------ Data ------
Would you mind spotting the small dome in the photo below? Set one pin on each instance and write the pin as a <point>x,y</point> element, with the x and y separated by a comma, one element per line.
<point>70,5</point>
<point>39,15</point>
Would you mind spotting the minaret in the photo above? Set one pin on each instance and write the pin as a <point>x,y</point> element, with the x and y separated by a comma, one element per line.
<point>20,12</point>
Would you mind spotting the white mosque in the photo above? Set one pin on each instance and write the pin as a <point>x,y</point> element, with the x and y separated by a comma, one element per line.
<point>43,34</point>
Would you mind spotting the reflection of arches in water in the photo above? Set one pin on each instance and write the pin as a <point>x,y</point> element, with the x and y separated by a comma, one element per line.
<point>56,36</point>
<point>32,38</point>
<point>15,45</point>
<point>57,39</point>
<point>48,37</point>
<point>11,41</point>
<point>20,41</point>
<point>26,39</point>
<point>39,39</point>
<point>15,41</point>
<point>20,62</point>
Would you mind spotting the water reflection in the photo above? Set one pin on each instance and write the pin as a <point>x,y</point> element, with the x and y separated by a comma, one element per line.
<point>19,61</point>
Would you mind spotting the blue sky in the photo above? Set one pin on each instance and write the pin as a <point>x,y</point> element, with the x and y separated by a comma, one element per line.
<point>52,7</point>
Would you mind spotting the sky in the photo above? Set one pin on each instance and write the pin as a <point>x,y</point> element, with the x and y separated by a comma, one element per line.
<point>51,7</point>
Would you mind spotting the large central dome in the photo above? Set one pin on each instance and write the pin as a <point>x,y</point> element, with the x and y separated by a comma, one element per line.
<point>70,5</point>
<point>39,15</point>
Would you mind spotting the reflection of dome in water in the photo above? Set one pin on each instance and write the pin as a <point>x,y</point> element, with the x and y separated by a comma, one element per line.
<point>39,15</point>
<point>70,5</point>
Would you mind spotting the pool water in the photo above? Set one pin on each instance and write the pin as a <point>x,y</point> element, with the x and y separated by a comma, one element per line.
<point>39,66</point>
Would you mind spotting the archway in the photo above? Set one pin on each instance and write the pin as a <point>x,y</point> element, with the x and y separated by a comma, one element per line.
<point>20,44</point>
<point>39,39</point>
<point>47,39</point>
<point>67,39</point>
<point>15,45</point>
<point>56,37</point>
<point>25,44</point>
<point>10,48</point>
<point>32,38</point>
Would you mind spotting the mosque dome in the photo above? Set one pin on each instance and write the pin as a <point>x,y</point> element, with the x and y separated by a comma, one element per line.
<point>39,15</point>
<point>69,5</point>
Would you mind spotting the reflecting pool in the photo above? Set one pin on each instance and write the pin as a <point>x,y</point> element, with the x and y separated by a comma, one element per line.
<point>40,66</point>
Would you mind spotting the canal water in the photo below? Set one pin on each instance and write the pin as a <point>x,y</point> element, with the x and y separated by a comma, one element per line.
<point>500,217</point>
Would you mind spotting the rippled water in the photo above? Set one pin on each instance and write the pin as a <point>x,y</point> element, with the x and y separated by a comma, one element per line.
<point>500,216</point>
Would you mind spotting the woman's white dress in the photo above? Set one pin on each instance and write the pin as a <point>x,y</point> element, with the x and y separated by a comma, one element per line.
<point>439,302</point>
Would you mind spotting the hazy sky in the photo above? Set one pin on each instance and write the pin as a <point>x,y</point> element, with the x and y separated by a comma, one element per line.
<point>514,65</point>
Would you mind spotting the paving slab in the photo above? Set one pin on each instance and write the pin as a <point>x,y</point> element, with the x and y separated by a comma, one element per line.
------
**Your goal**
Reproduce the entire listing above verbatim, line for line, without altering any character.

**Answer to this task**
Would you mind spotting the small dome in the photo below? Set one pin on each instance and write the pin as a <point>x,y</point> element, with the x and y separated by a comma, one element per line.
<point>70,5</point>
<point>39,15</point>
Would you mind spotting the minaret in the photo above? Set one pin on each instance and write the pin as a <point>x,y</point> element, with the x and y separated by a comma, one element per line.
<point>20,12</point>
Would you mind spotting the white mosque in the photo above? Set one pin on each instance and write the pin as a <point>x,y</point> element, with the x and y separated by a comma, one element per line.
<point>43,34</point>
Would you mind spotting the reflection of arches in water in the photo above? Set one pin on each instance and write the pin as a <point>x,y</point> element, with the x and y separated by a comma, one element per line.
<point>56,36</point>
<point>32,38</point>
<point>15,45</point>
<point>57,39</point>
<point>48,37</point>
<point>11,41</point>
<point>20,41</point>
<point>26,39</point>
<point>39,39</point>
<point>15,41</point>
<point>20,62</point>
Would you mind spotting the water reflection in the photo above? Set one pin on each instance and write the pin as a <point>x,y</point> element, with the x and y separated by a comma, one element per line.
<point>19,61</point>
Would you mind spotting the blue sky in the photo above? Set one pin on each instance and write the pin as a <point>x,y</point> element, with the x and y separated by a comma, one element per line.
<point>52,7</point>
Would you mind spotting the sky in the photo above? Set one pin on each instance and write the pin as a <point>x,y</point> element, with the x and y separated by a comma, one element per line.
<point>51,7</point>
Would you mind spotting the large central dome in the photo above? Set one pin on each instance and write the pin as a <point>x,y</point> element, with the x and y separated by a comma, one element per line.
<point>70,5</point>
<point>39,15</point>
Would you mind spotting the reflection of dome in water in the photo above? Set one pin on each instance and write the pin as a <point>x,y</point> element, with the x and y separated by a comma, one element per line.
<point>39,15</point>
<point>70,5</point>
Would you mind spotting the pool water in the photo above? Set one pin on each instance and write the pin as a <point>x,y</point> element, with the x and y separated by a comma, one element per line.
<point>39,66</point>
Would you mind spotting the archway in the photo above? Set one pin on each instance and write the pin as a <point>x,y</point> element, with the x and y separated by a comma, one element per line.
<point>20,44</point>
<point>39,39</point>
<point>47,39</point>
<point>67,39</point>
<point>15,45</point>
<point>56,37</point>
<point>25,44</point>
<point>10,48</point>
<point>32,38</point>
Would you mind spotting the mosque dome in the photo above? Set one pin on each instance and write the pin as a <point>x,y</point> element, with the x and y separated by a comma, one element per line.
<point>39,15</point>
<point>69,5</point>
Would you mind spotting the reflecting pool in the photo above? Set one pin on each instance and write the pin as a <point>x,y</point> element, with the x and y separated by a comma, one element per line.
<point>40,66</point>
Would you mind spotting the canal water in the photo below? Set one pin on each instance and write the pin as a <point>x,y</point> element, with the x and y separated by a comma, one element per line.
<point>500,217</point>
Would you mind spotting the rippled water in the photo above? Set one pin on each instance and write the pin as a <point>x,y</point> element, with the x and y separated by a comma, one element per line.
<point>500,216</point>
Would you mind spotting the woman's white dress in the photo above? Set one pin on each instance and write the pin as a <point>x,y</point> element, with the x and y separated by a comma, one element per line.
<point>439,302</point>
Would you mind spotting the hazy sky in the photo above? Set one pin on each instance and write the pin as a <point>x,y</point> element, with the x and y separated by a comma, one element per line.
<point>514,65</point>
Would you mind spotting the paving slab in the photo above? Set one pin on each instance and write the pin as a <point>x,y</point> element, with the x and y separated by a comma, one element per line.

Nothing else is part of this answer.